● **TO DO**
1. Please answer these from the hepatitis C article, one line each:
(a) About what share of American adults with chronic hepatitis C infection do not know they are infected?
(b) Which birth years do the current CDC screening recommendations cover?
(c) How many of the survey participants received HCV testing during 2001-2012?
2. List every risk that the hepatitis C article says people with untreated HCV-associated liver fibrosis face.
3. Continue the hepatitis C article after its last sentence.

● **PAGE TEXT**
+ + + +
VIENNA – Roughly half of American adults with chronic hepatitis C infection are unaware of their infection, and about one-fifth of these people with unsuspected infection likely have advanced liver fibrosis, according to a new analysis of U.S. data.
These findings “strengthen the recommendation for hepatitis C virus (HCV) screening in asymptomatic individuals,” Dr. Prowpanga Udompap said at the meeting sponsored by the European Association for the Study of the Liver.
People infected by HCV with advanced liver fibrosis have top priority for receiving curative drug treatment, according to recommendations by the American Association for the Study of the Liver and the Infectious Diseases Society of America.
People who have HCV-associated liver fibrosis that goes untreated also risk having their infection become more refractory to cure over time, they risk progressive hepatic deterioration that will eventually become symptomatic, and they face increasing risk for developing liver cancer, noted Dr. W. Ray Kim, senior author of the study and professor of medicine and chief of gastroenterology and hepatology at Stanford (Calif.) University.
Dr. Kim said he was surprised that such a large percentage of Americans who have unrecognized HCV infection also probably have substantial hepatic damage. “To me it’s alarming that 20% of people who are not aware of their HCV infection are treatment candidates. These people are out there, but not getting treated,” he said in an interview.
Current U.S. HCV screening recommendations from the Centers for Disease Control and Prevention call for screening all Americans born during 1945-1965, “but there is no incentive to screen” and many U.S. primary care physicians don’t have HCV screening on their radar, he said.
The analysis conducted by Dr. Udompap and Dr. Kim used data collected by the National Health and Nutrition Examination Survey during 2001-2012, when the National Center for Health Statistics administered HCV testing to 45,000 of the 62,000 individuals who participated in the survey then.
+ + + +
● **SUPPLIED DATA**
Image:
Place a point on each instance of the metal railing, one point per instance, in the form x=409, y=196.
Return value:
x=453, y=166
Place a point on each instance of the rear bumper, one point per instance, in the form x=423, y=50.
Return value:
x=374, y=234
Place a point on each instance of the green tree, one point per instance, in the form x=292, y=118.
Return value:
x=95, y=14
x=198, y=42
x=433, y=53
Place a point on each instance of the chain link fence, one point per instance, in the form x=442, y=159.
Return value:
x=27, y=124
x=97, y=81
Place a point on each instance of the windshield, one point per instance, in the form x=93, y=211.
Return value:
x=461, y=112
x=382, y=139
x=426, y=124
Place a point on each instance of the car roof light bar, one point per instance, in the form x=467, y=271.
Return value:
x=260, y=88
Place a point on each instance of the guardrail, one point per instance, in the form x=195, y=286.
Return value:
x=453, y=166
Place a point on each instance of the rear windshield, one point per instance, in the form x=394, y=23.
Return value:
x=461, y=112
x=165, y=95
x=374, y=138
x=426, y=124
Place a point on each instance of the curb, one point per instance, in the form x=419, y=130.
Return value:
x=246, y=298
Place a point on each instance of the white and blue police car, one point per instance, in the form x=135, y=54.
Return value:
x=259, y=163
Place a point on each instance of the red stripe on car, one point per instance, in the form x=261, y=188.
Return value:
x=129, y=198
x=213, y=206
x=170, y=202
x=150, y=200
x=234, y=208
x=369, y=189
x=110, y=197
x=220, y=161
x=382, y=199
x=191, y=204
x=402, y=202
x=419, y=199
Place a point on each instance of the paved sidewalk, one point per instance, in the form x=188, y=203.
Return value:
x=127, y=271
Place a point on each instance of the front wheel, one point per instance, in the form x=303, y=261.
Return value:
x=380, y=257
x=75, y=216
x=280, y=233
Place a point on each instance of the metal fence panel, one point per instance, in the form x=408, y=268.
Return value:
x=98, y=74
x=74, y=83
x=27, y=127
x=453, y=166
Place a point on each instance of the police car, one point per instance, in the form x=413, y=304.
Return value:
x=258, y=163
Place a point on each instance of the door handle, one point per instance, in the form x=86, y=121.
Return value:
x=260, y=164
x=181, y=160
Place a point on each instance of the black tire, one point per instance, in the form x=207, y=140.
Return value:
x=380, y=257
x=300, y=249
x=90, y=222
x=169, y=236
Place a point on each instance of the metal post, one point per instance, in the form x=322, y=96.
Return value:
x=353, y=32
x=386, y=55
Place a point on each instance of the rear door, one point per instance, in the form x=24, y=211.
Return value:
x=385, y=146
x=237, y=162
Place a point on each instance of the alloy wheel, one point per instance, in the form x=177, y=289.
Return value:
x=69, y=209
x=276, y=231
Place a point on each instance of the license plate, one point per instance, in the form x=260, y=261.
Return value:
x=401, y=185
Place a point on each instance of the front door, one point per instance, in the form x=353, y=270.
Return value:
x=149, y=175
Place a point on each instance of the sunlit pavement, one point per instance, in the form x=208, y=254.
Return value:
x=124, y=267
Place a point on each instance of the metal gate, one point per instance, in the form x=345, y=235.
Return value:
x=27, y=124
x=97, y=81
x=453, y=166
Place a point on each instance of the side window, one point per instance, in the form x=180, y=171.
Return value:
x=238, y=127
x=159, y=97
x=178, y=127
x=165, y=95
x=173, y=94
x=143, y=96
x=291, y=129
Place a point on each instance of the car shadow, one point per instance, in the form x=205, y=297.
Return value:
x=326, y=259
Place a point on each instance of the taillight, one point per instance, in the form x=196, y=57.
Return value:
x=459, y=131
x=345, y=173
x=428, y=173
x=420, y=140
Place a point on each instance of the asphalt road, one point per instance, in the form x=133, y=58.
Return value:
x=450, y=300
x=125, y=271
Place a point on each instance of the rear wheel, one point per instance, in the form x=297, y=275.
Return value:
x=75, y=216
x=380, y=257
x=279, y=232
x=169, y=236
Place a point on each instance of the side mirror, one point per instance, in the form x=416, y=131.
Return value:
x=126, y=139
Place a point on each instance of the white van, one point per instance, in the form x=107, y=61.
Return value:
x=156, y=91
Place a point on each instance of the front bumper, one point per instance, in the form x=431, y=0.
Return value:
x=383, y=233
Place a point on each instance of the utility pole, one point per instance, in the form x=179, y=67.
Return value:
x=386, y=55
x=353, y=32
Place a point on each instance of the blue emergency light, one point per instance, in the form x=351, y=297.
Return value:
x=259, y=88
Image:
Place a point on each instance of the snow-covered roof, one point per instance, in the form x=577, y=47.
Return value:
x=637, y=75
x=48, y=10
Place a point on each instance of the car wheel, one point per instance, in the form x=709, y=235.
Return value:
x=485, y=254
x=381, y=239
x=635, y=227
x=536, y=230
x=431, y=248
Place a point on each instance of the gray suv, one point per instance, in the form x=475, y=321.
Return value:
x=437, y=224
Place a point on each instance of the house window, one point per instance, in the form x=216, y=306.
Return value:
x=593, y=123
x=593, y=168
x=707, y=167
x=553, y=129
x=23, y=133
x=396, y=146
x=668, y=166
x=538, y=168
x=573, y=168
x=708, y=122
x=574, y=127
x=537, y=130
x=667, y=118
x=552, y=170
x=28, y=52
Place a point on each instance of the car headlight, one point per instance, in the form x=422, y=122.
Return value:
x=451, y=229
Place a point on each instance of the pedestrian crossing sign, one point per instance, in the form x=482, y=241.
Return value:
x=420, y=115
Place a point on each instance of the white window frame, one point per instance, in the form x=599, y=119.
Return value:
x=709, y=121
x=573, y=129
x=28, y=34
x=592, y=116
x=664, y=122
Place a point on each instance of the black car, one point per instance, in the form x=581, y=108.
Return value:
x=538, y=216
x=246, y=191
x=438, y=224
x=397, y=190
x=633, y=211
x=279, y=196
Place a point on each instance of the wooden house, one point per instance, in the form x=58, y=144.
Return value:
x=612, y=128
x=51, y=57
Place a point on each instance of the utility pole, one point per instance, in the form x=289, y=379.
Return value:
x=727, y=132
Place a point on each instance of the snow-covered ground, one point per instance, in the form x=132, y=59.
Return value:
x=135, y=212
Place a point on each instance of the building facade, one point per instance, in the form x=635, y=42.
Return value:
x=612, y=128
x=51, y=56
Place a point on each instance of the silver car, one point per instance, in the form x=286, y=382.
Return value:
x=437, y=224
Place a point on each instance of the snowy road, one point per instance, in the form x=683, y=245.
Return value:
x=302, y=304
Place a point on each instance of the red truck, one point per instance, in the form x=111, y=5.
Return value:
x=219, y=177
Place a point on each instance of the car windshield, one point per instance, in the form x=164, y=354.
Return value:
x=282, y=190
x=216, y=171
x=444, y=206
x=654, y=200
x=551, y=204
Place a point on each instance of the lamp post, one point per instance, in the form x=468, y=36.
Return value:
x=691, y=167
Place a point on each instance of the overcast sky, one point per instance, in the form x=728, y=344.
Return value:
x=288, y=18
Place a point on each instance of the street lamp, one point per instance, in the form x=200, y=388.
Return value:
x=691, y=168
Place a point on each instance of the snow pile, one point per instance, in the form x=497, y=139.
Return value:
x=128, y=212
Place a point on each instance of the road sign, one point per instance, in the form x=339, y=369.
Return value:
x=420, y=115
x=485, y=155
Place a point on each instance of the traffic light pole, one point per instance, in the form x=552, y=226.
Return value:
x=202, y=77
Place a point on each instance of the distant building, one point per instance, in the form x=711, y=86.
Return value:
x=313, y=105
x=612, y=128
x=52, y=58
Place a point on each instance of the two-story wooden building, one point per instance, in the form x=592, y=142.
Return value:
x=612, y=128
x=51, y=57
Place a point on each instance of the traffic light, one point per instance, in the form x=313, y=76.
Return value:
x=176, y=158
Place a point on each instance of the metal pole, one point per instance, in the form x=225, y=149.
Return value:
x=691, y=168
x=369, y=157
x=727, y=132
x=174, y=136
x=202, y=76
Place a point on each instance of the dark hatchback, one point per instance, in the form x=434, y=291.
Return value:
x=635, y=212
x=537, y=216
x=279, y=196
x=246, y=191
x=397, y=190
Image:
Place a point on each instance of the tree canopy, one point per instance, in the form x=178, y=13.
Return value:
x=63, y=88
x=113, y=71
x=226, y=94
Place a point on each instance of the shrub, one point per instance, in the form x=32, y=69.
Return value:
+ + + +
● **ANSWERS FOR THE TASKS**
1.
(a) Roughly half.
(b) 1945-1965.
(c) 45,000 of the 62,000 participants.

2.
- Their infection may become more refractory to cure over time.
- Progressive hepatic deterioration that will eventually become symptomatic.
- Increasing risk of developing liver cancer.

3.
Of the 45,000 people tested, 420 (0.9%) screened antibody positive and had infection confirmed by a second, RNA-based test. The HCV-positive patients then received a survey that included a question on whether they were aware of their HCV status before their current test result notification. One hundred sixty-three people (39%) completed and returned the survey: Eighty-three said they had previously been unaware they were HCV positive, and 80 said that they had known about their infection. The 50% rate of awareness of HCV chronic infection is consistent with a previously reported rate (Hepatology 2012;55:1652-61), said Dr. Udompap, a gastroenterology researcher at Stanford.
Individuals who were aware of their infection and those who were not had very similar demographic and clinical parameters. The average age was 53 years, and about two-thirds were men.
Dr. Udompap ran estimates of each respondent’s liver fibrosis and cirrhosis severity using the FIB-4 score and APRI score and data collected during the survey on age, liver enzyme levels, and platelet counts. These calculations showed that 22% of those ignorant of their HCV-positive status had a high probability of having advanced fibrosis, and 11% had a high probability of having cirrhosis, Dr. Udompap reported. These rates tracked close to those of the people who knew about their HCV-positive status, of whom 15% had a high probability of having advanced liver fibrosis and 11% were highly likely to have cirrhosis.
Dr. Udompap reported no financial disclosures. Dr. Kim has been a consultant to several drug companies that market, or are developing, drugs used in HCV.